TEXT EXCERPT
··········
More importantly, macrophages are a major target of GC, which exert their effects on the diversity of cells and apoptosis in the immune system [37]. An increasing number of studies have focused on the role of osteocyte apoptosis in steroid-induced osteonecrosis, which could induce a cumulative and irreparable defect and disrupt the mechanosensory function of the osteocyte-lacunar-canalicular system, resulting in collapse of the joint [38, 39]. Apoptotic cells need to be eliminated rapidly to prevent the release of tissue-damaging intracellular components that can induce inflammatory responses [40, 41]. From in vivo models and clinical studies, widespread apoptosis of osteoblasts and osteocytes was observed in the femurs of the patients with GC excess [4244]. Weinstein et al. investigated the apoptotic phenomenon during the development of osteonecrosis, and their results indicated that osteocyte apoptosis was observed in glucocorticoid-induced ON but absent in post-traumatic ON [42]. Additionally, the study showed that osteocytic apoptosis was mainly detected proximal to the necrotic areas. Osteocyte/osteoblast apoptosis plays a determinant role in cortical bone loss and new bone formation in steroid-induced osteonecrosis [45, 46]. The increased apoptosis of osteocytes and osteoblasts in repair tissue surrounding the necrotic area might be an important predictive factor for the collapse of the femoral head [47]. Failed repair processes might result in subchondral fracture and femoral head collapse by two methods: focal resorption of the necrotic trabeculae and excessive stress from pressure exerted on the femoral head [48]. Al-Dujaili et al. reported that apoptotic osteocytes targeted bone resorption by regulating osteoclast differentiation and accumulation [49]. Apoptosis is initiated in a variety of macrophages during osteoclast differentiation [50]. Thus, osteocytic apoptosis might be one of the main pathogenic features of steroid-induced osteonecrosis, accompanied by an increased number of recruited osteoclasts. Our findings are consistent with those reported in previous studies; the animals treated with IL-4 had less apoptotic cells in the necrotic zone at weeks 2 and 4 as measured by TUNEL.

Caspase-3 is a member of the cysteine-aspartic acid protease (caspase) family, which play a central role in the execution phase of cell apoptosis [51]. Caspase-3 is usually activated in apoptotic cells by both the extrinsic and intrinsic pathways [52, 53]. TNF-α is overproduced by adipocytes and macrophages during ON, which is involved in the induction of cell apoptosis. TNF-α acts as an apoptosis-inducing factor by activating caspase-3 through the receptor-mediated (Fas/FasL) or mitochondrial-dependent (Bax/Bcl-2) induction of apoptosis [54]. The binding of TNF-α to its receptor results in apoptosis in various cell types through JAKs or STATs [40, 55]. STAT family consists of seven family members, STAT1–4, 5A, 5B, and 6. STATs are required for the transduction of cytokine signals, and each STAT has its own responsive cytokines and specific signal [40]. Previous studies have reported that apoptosis depends on STAT1 through the expression of caspases, and STAT1-null cells are resistant to apoptosis induced by TNF-α [56, 57]. Our results showed that treatment with IL-4 could decrease TNF-α-induced osteocytic apoptosis by inhibiting the STAT1-caspase-3 signaling pathway.

In conclusion, steroid-induced ON partially caused the intensified inflammation, increased apoptosis of osteoblasts and osteocytes, and the prolonged lifespan of osteoclasts. IL-4 administration reduced the infiltration of M1 phenotypic macrophages and maintained the activation of M2 phenotypic macrophages, resulting in restriction of inflammation. TNF-α seemed to be relevant to the expression and phosphorylation of STAT1 and subsequent activation of caspase-3, and the apoptotic pathway could be inhibited by the intervention of IL-4.
··········
RECORDS
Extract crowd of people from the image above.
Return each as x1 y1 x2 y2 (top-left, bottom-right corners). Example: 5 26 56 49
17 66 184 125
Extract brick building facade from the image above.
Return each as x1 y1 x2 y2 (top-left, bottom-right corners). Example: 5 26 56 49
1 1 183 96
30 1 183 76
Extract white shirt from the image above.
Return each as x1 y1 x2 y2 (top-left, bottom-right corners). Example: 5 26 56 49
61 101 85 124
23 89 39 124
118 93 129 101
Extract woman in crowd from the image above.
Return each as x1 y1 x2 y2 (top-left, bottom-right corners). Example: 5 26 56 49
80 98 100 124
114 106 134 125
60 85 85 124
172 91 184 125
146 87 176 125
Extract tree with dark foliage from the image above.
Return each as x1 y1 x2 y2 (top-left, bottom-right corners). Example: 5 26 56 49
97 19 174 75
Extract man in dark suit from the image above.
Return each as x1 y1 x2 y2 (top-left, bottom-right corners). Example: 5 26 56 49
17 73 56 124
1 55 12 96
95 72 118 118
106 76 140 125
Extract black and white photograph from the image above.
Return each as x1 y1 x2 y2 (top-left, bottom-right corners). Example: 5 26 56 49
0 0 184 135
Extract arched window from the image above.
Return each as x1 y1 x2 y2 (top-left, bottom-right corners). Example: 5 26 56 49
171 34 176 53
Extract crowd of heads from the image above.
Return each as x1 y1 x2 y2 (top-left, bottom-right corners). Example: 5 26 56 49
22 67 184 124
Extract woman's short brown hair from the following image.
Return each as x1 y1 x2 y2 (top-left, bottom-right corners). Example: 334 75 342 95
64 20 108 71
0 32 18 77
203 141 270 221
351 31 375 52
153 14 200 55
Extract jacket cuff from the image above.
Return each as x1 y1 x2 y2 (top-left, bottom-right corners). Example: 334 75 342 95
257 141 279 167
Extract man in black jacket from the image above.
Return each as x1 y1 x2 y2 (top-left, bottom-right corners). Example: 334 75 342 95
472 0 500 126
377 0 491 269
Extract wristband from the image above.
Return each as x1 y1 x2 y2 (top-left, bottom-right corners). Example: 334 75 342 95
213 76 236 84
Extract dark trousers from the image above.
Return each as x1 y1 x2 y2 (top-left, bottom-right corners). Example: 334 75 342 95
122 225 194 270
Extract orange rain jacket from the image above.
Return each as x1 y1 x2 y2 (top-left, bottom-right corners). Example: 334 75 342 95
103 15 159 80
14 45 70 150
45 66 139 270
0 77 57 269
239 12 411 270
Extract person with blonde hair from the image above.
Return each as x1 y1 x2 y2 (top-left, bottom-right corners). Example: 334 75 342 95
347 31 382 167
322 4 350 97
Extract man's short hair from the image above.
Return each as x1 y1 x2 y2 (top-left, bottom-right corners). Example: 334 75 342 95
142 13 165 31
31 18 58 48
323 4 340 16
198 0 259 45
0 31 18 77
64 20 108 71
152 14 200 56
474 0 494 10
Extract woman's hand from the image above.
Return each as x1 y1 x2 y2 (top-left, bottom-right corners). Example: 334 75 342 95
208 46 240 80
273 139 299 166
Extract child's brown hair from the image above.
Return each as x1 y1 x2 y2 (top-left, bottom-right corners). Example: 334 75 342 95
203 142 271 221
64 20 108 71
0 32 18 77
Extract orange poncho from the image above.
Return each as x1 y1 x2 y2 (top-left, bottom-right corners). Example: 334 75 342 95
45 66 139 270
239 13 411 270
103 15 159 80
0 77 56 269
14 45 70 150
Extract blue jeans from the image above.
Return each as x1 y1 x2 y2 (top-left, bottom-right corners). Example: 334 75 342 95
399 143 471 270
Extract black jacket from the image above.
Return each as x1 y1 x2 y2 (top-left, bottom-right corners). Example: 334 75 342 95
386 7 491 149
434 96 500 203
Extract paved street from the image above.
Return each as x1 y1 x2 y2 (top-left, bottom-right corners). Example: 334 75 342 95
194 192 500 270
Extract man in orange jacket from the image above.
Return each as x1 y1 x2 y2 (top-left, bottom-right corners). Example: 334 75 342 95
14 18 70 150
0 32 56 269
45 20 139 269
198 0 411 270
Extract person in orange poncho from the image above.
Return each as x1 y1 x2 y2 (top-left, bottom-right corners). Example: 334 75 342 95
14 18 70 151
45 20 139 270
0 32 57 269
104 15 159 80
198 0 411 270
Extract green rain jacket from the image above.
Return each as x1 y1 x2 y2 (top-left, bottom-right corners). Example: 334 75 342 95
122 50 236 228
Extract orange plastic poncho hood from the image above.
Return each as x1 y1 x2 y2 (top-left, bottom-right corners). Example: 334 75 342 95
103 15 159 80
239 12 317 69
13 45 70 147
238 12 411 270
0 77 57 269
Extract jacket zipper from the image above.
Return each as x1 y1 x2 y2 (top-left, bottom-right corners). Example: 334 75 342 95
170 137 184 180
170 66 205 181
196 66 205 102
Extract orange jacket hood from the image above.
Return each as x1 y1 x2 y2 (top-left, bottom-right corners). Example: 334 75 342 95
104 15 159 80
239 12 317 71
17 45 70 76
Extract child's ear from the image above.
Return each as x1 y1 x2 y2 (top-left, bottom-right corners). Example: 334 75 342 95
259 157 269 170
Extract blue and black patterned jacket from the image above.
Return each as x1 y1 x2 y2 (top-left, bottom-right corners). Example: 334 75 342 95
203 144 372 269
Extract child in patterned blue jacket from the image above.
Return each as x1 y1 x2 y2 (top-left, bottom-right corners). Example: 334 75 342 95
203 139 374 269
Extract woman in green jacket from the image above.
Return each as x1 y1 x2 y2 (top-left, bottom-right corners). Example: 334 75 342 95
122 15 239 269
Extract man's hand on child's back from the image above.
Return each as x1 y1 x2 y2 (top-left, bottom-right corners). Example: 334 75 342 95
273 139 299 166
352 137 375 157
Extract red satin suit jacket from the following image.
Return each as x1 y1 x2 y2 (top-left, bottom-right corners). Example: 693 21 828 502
··········
GOAL OF THE EXERCISE
Take the part of the passage on steroid-induced osteonecrosis that opens with "In conclusion, steroid-induced" and closes with "intervention of IL-4.", and write it out again with "IL-4" switched to "interleukin-4".

ANSWER TO THE EXERCISE
In conclusion, steroid-induced ON partially caused the intensified inflammation, increased apoptosis of osteoblasts and osteocytes, and the prolonged lifespan of osteoclasts. interleukin-4 administration reduced the infiltration of M1 phenotypic macrophages and maintained the activation of M2 phenotypic macrophages, resulting in restriction of inflammation. TNF-α seemed to be relevant to the expression and phosphorylation of STAT1 and subsequent activation of caspase-3, and the apoptotic pathway could be inhibited by the intervention of interleukin-4.